Goal:
Can you recast the entries below as a Markdown table with the columns No. and Entry line, giving each line its own numbered row and leaving out blank lines? Include only the lines from the line with "Note to the class: locate the green field" up to and including the line with "<point>308,268</point>".

Records to use:
** begin **

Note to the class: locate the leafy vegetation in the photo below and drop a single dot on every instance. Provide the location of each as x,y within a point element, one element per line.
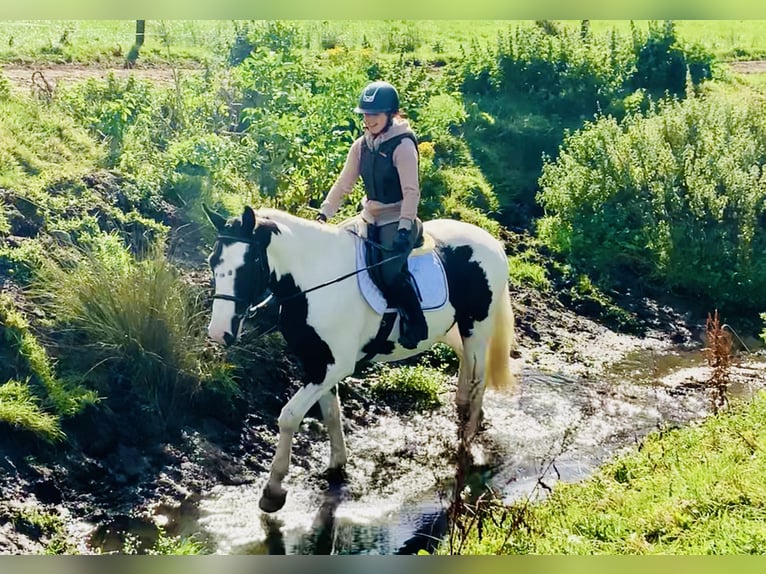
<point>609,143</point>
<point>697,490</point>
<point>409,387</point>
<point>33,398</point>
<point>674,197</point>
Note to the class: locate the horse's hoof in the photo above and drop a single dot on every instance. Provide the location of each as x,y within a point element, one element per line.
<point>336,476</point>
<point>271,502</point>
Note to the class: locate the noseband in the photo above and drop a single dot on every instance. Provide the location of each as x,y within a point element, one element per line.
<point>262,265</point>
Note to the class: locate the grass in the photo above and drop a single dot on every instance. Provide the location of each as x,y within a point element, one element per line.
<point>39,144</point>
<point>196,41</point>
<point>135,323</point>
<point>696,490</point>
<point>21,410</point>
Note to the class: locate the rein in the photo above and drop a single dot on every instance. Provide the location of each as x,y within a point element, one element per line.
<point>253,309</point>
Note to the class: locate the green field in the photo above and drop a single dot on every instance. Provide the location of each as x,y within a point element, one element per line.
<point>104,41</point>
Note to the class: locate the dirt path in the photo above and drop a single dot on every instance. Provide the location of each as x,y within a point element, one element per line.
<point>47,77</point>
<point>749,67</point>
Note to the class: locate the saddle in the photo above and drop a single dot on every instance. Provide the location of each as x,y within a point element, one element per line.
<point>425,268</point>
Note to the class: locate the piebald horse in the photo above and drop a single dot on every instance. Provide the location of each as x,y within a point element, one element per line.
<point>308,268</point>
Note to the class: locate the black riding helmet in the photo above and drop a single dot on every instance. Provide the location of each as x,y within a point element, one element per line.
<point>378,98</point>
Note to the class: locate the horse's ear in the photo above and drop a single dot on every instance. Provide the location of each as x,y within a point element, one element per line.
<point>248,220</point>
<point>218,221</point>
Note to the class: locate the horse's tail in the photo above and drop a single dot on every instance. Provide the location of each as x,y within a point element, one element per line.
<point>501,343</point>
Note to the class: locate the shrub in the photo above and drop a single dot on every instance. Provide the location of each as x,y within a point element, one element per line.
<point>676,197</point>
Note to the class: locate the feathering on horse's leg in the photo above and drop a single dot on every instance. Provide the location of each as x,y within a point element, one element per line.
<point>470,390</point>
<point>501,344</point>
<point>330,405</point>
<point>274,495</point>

** end **
** begin **

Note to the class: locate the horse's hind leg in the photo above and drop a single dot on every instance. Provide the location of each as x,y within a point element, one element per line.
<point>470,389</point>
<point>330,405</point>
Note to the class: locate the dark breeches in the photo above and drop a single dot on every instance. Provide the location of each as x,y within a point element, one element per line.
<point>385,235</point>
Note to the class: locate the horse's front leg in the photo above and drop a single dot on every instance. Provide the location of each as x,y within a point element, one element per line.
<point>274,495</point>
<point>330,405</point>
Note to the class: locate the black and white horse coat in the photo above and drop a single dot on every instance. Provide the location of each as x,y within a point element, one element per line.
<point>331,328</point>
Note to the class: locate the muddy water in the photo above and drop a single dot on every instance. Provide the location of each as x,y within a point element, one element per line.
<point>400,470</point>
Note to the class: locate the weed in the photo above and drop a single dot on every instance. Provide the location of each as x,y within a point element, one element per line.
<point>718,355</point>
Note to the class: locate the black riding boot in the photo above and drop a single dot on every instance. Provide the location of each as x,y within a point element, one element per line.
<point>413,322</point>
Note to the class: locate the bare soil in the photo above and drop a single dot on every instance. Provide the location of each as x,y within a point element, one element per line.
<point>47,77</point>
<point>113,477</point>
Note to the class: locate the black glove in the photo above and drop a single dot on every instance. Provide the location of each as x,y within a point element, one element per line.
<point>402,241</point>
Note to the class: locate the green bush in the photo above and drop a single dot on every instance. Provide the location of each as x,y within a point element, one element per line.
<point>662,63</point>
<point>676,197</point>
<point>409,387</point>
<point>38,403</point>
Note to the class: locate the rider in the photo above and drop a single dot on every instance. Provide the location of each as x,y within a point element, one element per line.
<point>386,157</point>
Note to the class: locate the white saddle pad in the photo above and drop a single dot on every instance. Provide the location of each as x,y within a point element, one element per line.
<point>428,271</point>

** end **
** begin **

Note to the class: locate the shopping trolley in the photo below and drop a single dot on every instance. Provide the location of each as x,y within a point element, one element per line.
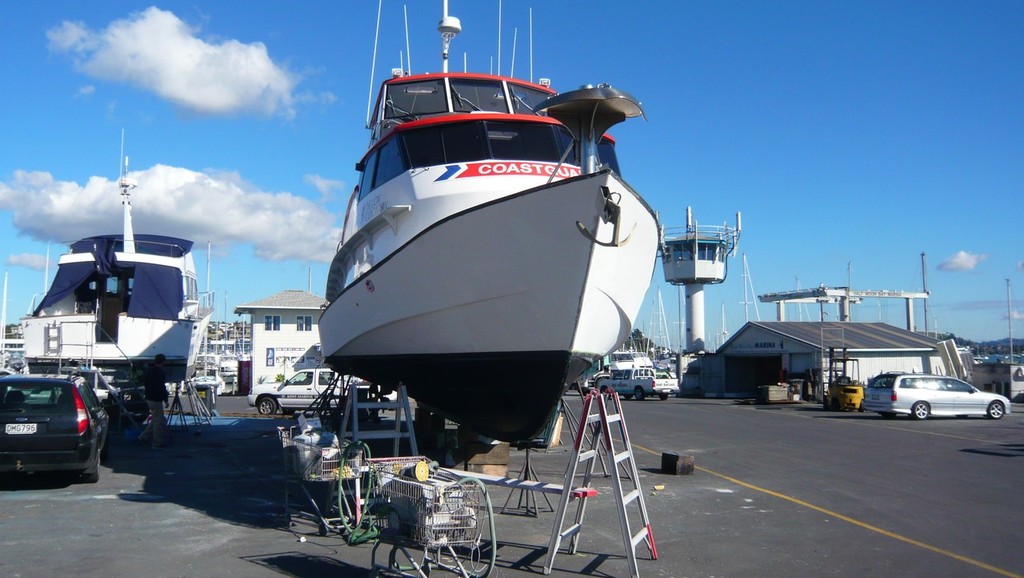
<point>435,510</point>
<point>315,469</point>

** end **

Task answer:
| No. | Entry line |
|---|---|
| 1 | Note to the class: locate the green field in the photo above and drop a single dot on every instance. Provide the location of each as x,y within a point element, one element per line. |
| 2 | <point>104,41</point> |
| 3 | Note to the class: locate the dirt path in the photo above and drop a single dot on every instance. Provide the location of each as x,y within a point element, one element per line. |
| 4 | <point>47,77</point> |
| 5 | <point>749,67</point> |
| 6 | Note to the class: locate the saddle in the photo above and drop a single dot on every instance. Provide the location of each as x,y within a point element, one element per line. |
| 7 | <point>425,268</point> |
| 8 | Note to the class: locate the piebald horse in the photo above and drop a single dot on every instance. Provide the location of each as x,y within a point element, one element per line. |
| 9 | <point>308,268</point> |